_WORK TO DO_
Reproduce every line of the records below word for word, omitting the pictures.

_LISTED RECORDS_
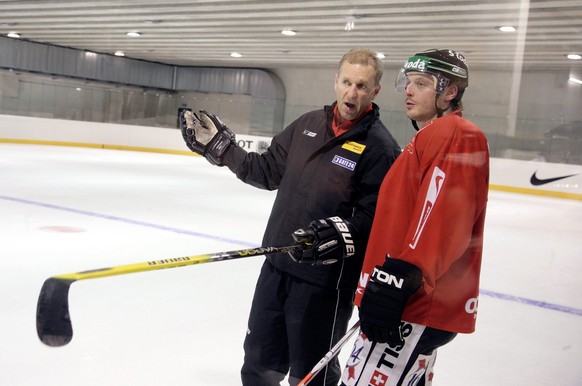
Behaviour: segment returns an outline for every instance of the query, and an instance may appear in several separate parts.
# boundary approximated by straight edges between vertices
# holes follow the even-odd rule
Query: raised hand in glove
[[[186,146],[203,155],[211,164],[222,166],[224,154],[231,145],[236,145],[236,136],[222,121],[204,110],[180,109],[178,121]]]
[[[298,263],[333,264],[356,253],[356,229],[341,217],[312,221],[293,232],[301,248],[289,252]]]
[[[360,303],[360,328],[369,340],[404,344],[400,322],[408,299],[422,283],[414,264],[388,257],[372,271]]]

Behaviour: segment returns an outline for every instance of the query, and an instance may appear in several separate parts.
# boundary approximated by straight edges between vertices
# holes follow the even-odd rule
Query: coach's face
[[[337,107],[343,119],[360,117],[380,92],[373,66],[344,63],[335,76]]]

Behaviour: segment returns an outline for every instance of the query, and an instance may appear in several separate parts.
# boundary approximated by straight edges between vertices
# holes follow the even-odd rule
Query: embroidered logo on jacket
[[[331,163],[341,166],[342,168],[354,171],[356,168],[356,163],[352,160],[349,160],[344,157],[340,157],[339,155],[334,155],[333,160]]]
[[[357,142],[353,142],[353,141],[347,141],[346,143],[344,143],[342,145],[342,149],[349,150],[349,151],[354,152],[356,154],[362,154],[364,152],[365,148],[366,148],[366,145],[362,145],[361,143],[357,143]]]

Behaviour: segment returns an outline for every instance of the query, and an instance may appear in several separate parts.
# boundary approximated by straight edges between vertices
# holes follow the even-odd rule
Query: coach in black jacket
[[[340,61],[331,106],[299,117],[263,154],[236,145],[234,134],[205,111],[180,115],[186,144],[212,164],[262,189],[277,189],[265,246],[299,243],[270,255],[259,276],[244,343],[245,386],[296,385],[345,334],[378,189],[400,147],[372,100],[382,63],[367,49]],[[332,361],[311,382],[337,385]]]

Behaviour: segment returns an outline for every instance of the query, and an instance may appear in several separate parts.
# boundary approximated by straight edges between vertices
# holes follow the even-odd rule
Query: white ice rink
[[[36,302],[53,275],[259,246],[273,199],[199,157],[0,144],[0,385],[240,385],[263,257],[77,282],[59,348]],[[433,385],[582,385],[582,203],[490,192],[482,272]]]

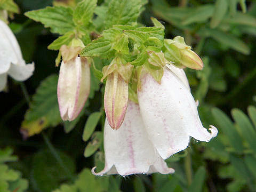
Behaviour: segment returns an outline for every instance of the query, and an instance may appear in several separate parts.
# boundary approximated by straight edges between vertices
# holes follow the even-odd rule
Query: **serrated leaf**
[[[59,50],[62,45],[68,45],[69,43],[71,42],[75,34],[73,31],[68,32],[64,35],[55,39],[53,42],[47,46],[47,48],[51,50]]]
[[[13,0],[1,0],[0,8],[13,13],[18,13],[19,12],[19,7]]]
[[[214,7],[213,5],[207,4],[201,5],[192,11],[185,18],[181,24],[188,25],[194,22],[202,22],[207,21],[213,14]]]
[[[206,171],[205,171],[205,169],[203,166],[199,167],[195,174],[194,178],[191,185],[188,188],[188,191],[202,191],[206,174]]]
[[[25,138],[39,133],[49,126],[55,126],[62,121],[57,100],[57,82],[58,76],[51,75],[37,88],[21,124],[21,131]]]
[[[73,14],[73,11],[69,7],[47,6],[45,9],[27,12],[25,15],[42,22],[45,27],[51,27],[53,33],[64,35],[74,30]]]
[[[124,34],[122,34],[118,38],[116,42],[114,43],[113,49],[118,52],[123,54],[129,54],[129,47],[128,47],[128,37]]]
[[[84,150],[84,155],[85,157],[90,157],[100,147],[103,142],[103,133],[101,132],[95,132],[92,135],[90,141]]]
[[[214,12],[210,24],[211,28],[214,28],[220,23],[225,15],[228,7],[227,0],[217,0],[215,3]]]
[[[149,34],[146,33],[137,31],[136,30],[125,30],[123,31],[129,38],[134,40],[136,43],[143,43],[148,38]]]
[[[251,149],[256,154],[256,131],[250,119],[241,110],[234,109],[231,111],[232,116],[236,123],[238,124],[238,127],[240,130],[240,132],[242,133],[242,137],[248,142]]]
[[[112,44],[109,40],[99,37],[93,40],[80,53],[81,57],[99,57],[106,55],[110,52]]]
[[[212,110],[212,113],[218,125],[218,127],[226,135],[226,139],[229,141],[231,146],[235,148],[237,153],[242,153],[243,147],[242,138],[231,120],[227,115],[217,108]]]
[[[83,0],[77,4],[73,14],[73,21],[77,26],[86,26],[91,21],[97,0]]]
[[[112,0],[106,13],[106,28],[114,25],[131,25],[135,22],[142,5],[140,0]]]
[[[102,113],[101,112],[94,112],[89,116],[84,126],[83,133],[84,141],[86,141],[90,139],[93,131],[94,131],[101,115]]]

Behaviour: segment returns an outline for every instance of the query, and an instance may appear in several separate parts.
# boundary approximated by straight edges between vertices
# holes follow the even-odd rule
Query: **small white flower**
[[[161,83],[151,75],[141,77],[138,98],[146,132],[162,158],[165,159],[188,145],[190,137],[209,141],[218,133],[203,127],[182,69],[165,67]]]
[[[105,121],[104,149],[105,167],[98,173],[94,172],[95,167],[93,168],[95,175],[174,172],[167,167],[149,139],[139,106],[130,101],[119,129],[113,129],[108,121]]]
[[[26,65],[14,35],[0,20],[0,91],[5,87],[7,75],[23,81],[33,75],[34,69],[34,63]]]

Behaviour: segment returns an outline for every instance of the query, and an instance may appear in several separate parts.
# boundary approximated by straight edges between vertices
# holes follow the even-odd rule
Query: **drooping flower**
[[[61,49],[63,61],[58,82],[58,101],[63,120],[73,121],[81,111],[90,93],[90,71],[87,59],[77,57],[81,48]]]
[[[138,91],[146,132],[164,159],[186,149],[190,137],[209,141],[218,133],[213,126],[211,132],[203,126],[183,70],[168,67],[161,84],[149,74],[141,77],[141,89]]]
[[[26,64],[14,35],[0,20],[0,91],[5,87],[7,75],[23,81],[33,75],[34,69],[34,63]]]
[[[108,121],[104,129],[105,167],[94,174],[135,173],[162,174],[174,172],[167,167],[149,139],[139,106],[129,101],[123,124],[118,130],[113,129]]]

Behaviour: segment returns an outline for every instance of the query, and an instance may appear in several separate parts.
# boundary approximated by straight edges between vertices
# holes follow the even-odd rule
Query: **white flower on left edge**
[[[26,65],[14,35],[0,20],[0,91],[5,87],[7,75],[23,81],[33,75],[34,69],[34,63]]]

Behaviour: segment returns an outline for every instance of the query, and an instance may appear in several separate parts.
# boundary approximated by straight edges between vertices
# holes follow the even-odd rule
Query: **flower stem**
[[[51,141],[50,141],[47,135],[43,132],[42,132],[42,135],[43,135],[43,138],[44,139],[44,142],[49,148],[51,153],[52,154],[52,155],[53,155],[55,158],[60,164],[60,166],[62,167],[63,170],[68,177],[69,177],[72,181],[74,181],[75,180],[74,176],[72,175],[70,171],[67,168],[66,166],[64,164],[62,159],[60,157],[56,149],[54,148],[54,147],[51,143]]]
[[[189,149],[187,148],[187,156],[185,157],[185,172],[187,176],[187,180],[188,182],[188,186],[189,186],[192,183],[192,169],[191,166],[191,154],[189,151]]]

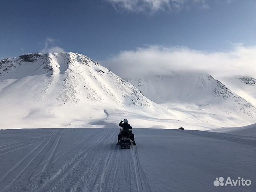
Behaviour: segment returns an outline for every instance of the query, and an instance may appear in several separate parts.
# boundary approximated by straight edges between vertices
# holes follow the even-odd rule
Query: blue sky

_THE RESULT_
Behaviour: segment returns an outline for every instance of the query, and an instance may appear in several separate parts.
# boundary approximated by straight edges between vertices
# holes follow the even-odd rule
Query: raised hand in glove
[[[186,146],[203,155],[211,164],[222,166],[224,154],[231,145],[236,145],[236,136],[222,121],[204,110],[180,109],[178,121]]]
[[[298,263],[333,264],[356,253],[356,229],[341,217],[312,221],[293,232],[301,248],[289,252]]]
[[[360,303],[360,328],[369,340],[404,344],[400,322],[408,299],[422,283],[414,264],[388,257],[372,271]]]

Behaviour: segment returns an outline for every instance of the query, and an instance may appear in several separate parts.
# boundary approximated by straight edges between vertices
# holes follow the even-odd rule
Query: coach's face
[[[337,107],[343,119],[360,117],[380,92],[373,66],[344,63],[335,76]]]

Behaviour: segment returns an outline for every instance of the query, and an instance may appear in several separate parts.
# boundary approximated by straight edges between vertices
# holes follow the even-odd rule
Query: embroidered logo on jacket
[[[331,163],[341,166],[342,168],[354,171],[356,168],[356,163],[352,160],[349,160],[344,157],[340,157],[339,155],[334,155],[333,160]]]
[[[357,142],[353,142],[353,141],[347,141],[346,143],[344,143],[342,145],[342,149],[349,150],[349,151],[354,152],[356,154],[362,154],[364,152],[365,148],[366,148],[366,145],[362,145],[361,143],[357,143]]]

Behaviour: segment returns an outline for every instance of the query, and an instance may appear in several separate parts.
# boundary approximated by straight edges between vertices
# holes follow the even-odd rule
Query: coach in black jacket
[[[340,61],[331,106],[299,117],[263,154],[236,145],[234,134],[205,111],[180,115],[186,144],[212,164],[262,189],[277,189],[265,246],[299,243],[270,255],[259,276],[244,343],[245,386],[296,385],[345,334],[378,189],[400,147],[372,100],[382,63],[367,49]],[[332,361],[311,382],[337,385]]]

Behaviour: segment returns an outline for every instance of the query, and an instance may appear in several separate parts.
# boundary approximated by straight edges between vertices
# holes follow the even-odd rule
Query: white ice rink
[[[36,302],[53,275],[259,246],[273,199],[199,157],[0,144],[0,385],[240,385],[263,257],[77,282],[59,348]],[[433,385],[582,385],[582,203],[490,192],[482,272]]]

Behaviour: segment returns an outline for every instance of the query, and an instance may appear in several separate parts.
# boundary approximated by straight edges between vertices
# holes follow the even-odd rule
Query: **serrated leaf**
[[[59,50],[62,45],[68,45],[69,43],[71,42],[75,34],[73,31],[68,32],[64,35],[55,39],[53,42],[47,46],[47,48],[51,50]]]
[[[13,0],[1,0],[0,8],[13,13],[18,13],[19,12],[19,7]]]
[[[214,7],[213,5],[207,4],[201,5],[192,11],[185,18],[181,24],[188,25],[194,22],[202,22],[207,21],[213,14]]]
[[[206,171],[205,171],[205,169],[203,166],[199,167],[195,174],[194,178],[191,185],[188,188],[188,191],[202,191],[206,174]]]
[[[25,138],[39,133],[49,126],[55,126],[62,121],[57,100],[57,82],[58,76],[51,75],[37,88],[21,124],[21,131]]]
[[[73,14],[73,11],[69,7],[47,6],[45,9],[27,12],[25,15],[42,22],[45,27],[51,27],[53,33],[64,35],[74,30]]]
[[[124,34],[122,34],[118,38],[116,42],[114,43],[113,49],[118,52],[123,54],[129,54],[129,47],[128,47],[128,37]]]
[[[84,150],[84,155],[85,157],[90,157],[100,147],[103,142],[103,133],[101,132],[95,132],[92,135],[90,141]]]
[[[214,12],[210,24],[211,28],[214,28],[220,23],[225,15],[228,7],[227,0],[217,0],[215,3]]]
[[[149,34],[146,33],[137,31],[136,30],[125,30],[123,31],[129,38],[134,40],[136,43],[143,43],[148,38]]]
[[[251,149],[256,154],[256,131],[250,119],[241,110],[234,109],[231,111],[232,116],[236,123],[238,124],[238,127],[240,130],[240,132],[242,133],[242,137],[248,142]]]
[[[112,44],[109,40],[99,37],[93,40],[80,53],[81,57],[99,57],[106,55],[110,52]]]
[[[212,110],[212,113],[218,125],[218,127],[226,135],[226,139],[229,141],[231,146],[235,148],[237,153],[242,153],[243,147],[242,138],[231,120],[227,115],[217,108]]]
[[[83,0],[77,4],[73,14],[73,21],[77,26],[86,26],[91,21],[97,0]]]
[[[112,0],[106,13],[106,28],[114,25],[131,25],[135,22],[142,5],[140,0]]]
[[[102,113],[101,112],[94,112],[89,116],[84,126],[83,133],[84,141],[86,141],[90,139],[93,131],[94,131],[101,115]]]

Behaviour: segment returns an outline for every instance of the query, and an instance may appear in several separate parts.
# boundary approximated by straight edges between vertices
# holes follow the even-odd rule
Query: **small white flower**
[[[161,83],[151,75],[141,77],[138,98],[146,132],[162,158],[165,159],[188,145],[190,137],[209,141],[218,133],[203,127],[182,69],[165,67]]]
[[[105,121],[104,149],[105,167],[98,173],[94,172],[95,167],[93,168],[95,175],[174,172],[167,167],[149,139],[139,106],[130,101],[119,129],[113,129],[108,121]]]
[[[26,65],[14,35],[0,20],[0,91],[5,87],[7,75],[23,81],[33,75],[34,69],[34,63]]]

Behaviour: segment returns an outline for every instance of the query, and an instance may appear in several separate parts.
# boundary approximated by straight edges between vertices
# holes follow the even-odd rule
Query: **drooping flower**
[[[61,49],[63,61],[58,82],[58,101],[63,120],[73,121],[81,111],[90,93],[90,71],[87,59],[77,57],[81,48]]]
[[[138,91],[146,132],[164,159],[186,149],[190,137],[209,141],[218,133],[213,126],[211,132],[203,126],[183,70],[168,67],[161,84],[149,74],[141,77],[141,89]]]
[[[26,64],[14,35],[0,20],[0,91],[5,87],[7,75],[23,81],[33,75],[34,69],[34,63]]]
[[[108,121],[104,129],[105,167],[94,174],[135,173],[162,174],[174,172],[167,167],[149,139],[139,106],[129,101],[123,124],[118,130],[113,129]]]

Behaviour: segment returns an outline for every instance of the query, and an instance may appear in several separate parts.
# boundary approximated by straight edges between vertices
# holes follow the even-odd rule
Query: **white flower on left edge**
[[[26,65],[14,35],[0,20],[0,91],[5,87],[7,75],[23,81],[33,75],[34,69],[34,63]]]

Behaviour: segment returns an outline for every instance of the query, and an instance may appear in several separate parts.
# boundary approximated by straight edges between vertices
# holes follow the even-odd rule
Query: **flower stem**
[[[51,141],[50,141],[47,135],[43,132],[42,132],[42,135],[43,135],[43,138],[44,139],[44,142],[49,148],[51,153],[52,154],[52,155],[53,155],[55,158],[60,164],[60,166],[62,167],[63,170],[68,177],[69,177],[72,181],[74,181],[75,180],[74,176],[72,175],[70,171],[67,168],[66,166],[64,164],[62,159],[60,157],[56,149],[54,148],[54,147],[51,143]]]
[[[189,149],[187,148],[187,156],[185,157],[185,172],[187,176],[187,180],[188,182],[188,186],[189,186],[192,183],[192,169],[191,166],[191,154],[189,151]]]

Behaviour: segment returns an outline for every instance of the query, and an instance may appear in several separate parts.
# boundary approximated by straight edges between vertices
# holes follow the even-odd rule
Query: blue sky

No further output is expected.